What makes an Agent or Team reliable?
  • Does it make the expected tool calls?
  • Does it handle errors gracefully?
  • Does it respect the rate limits of the model API?

Example

The first check is to ensure the Agent makes the expected tool calls. Here’s an example:
reliability.py
from typing import Optional

from agno.agent import Agent
from agno.eval.reliability import ReliabilityEval, ReliabilityResult
from agno.tools.calculator import CalculatorTools
from agno.models.openai import OpenAIChat
from agno.run.agent import RunOutput


def multiply_and_exponentiate():

    agent=Agent(
        model=OpenAIChat(id="gpt-5-mini"),
        tools=[CalculatorTools(add=True, multiply=True, exponentiate=True)],
    )
    response: RunOutput = agent.run("What is 10*5 then to the power of 2? do it step by step")
    evaluation = ReliabilityEval(
        agent_response=response,
        expected_tool_calls=["multiply", "exponentiate"],
    )
    result: Optional[ReliabilityResult] = evaluation.run(print_results=True)
    result.assert_passed()


if __name__ == "__main__":
    multiply_and_exponentiate()
Reliability evals are currently in beta.

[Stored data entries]
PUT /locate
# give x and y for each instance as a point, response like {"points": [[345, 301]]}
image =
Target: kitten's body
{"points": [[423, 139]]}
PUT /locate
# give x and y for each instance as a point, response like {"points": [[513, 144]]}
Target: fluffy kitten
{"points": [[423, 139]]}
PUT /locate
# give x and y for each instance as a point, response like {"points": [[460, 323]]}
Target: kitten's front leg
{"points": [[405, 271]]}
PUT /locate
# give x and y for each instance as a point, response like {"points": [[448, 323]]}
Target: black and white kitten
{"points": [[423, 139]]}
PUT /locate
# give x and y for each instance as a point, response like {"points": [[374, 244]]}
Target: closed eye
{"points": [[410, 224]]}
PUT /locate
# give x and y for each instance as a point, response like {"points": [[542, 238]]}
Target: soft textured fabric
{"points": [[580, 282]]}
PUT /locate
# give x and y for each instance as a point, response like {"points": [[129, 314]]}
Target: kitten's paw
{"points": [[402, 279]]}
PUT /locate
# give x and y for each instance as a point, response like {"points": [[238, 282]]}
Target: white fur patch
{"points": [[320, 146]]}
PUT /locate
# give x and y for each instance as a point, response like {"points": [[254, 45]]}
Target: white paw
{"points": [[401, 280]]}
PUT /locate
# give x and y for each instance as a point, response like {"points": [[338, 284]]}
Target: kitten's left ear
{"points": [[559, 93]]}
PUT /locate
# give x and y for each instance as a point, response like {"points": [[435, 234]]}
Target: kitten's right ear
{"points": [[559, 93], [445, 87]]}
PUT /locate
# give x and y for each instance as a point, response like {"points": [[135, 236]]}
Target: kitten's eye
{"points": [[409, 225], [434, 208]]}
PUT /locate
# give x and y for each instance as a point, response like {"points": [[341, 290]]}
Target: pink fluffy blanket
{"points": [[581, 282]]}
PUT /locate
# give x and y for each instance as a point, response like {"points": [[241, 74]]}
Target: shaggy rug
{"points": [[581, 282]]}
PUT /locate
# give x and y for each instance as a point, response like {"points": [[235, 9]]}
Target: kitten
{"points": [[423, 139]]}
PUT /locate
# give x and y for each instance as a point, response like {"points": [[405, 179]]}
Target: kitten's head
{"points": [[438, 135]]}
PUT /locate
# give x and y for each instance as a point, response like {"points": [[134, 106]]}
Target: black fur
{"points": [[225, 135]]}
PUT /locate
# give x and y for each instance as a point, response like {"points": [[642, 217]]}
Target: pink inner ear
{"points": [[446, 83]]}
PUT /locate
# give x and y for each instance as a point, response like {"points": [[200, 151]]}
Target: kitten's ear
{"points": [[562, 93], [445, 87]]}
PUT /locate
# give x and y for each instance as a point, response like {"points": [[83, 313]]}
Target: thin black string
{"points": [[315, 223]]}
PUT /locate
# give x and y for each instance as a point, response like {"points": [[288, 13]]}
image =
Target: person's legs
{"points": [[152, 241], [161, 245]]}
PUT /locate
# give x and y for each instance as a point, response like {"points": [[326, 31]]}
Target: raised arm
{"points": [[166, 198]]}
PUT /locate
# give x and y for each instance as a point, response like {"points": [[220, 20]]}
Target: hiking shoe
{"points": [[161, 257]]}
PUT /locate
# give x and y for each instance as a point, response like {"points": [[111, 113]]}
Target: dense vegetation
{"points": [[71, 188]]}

• REQUIRED ACTION
Rewrite the passage on agent reliability from "What makes an" up to and including "the model API?", switching "rate limits" to "usage quotas".

• SOLUTION TO THIS EXERCISE
What makes an Agent or Team reliable?
  • Does it make the expected tool calls?
  • Does it handle errors gracefully?
  • Does it respect the usage quotas of the model API?